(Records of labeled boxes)
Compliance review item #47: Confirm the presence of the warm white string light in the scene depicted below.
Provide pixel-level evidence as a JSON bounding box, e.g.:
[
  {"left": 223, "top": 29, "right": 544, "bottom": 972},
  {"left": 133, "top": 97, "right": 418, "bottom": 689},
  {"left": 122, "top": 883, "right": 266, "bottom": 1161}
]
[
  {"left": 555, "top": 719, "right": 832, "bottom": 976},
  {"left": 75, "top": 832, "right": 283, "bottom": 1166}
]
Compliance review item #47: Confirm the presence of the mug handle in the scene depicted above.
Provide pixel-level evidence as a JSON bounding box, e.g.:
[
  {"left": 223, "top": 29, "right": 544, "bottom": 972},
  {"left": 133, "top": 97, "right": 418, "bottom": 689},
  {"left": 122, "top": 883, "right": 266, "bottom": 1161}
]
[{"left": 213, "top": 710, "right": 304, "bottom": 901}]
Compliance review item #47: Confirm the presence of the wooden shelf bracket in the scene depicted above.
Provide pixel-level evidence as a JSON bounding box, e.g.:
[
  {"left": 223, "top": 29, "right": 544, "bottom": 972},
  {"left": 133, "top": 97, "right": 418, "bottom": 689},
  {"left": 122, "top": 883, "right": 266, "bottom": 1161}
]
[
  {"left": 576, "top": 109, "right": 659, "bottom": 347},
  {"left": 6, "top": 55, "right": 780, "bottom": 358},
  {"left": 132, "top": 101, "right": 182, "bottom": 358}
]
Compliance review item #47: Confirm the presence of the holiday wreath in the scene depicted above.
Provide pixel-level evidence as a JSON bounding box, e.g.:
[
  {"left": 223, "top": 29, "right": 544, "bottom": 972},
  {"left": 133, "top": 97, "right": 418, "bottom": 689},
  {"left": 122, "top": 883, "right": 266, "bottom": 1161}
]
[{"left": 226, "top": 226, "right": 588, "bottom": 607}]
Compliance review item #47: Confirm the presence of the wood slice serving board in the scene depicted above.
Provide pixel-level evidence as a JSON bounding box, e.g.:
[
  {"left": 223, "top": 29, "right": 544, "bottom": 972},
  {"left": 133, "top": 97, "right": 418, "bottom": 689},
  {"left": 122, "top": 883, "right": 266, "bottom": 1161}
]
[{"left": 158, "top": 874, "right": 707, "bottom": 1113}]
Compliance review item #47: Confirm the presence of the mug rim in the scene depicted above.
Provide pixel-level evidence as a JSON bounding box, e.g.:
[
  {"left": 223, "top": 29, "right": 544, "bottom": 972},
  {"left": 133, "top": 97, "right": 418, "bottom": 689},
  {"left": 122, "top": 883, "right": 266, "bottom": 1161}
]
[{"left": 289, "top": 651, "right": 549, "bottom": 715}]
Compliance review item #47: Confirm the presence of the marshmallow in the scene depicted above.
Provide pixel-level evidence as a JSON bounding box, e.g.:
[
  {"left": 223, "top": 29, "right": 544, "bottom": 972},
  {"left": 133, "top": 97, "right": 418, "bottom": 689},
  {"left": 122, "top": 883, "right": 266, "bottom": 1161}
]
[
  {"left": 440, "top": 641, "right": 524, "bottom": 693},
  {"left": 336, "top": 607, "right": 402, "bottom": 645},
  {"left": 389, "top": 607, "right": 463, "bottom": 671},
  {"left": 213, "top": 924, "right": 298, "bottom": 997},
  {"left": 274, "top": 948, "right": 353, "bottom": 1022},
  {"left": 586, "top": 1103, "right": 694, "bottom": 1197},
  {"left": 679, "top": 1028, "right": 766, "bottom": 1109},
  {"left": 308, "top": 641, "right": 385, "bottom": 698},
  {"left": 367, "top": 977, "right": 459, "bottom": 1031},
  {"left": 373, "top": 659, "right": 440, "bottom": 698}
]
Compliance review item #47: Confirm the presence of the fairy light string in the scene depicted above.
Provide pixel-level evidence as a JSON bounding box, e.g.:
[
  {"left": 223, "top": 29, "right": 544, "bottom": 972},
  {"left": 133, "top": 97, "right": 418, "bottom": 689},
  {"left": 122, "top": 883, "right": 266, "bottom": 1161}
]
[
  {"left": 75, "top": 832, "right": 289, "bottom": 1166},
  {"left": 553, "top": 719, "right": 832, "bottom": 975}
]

(Stated task)
Which lines in the rows above contain the word "light"? Filter them out and copy each one.

(Solution below)
Compliance review item #47: Confirm the presence of the warm white string light in the scene depicted below.
Compliance review item #47: Confirm the presence of the fairy light string in the scene depicted above.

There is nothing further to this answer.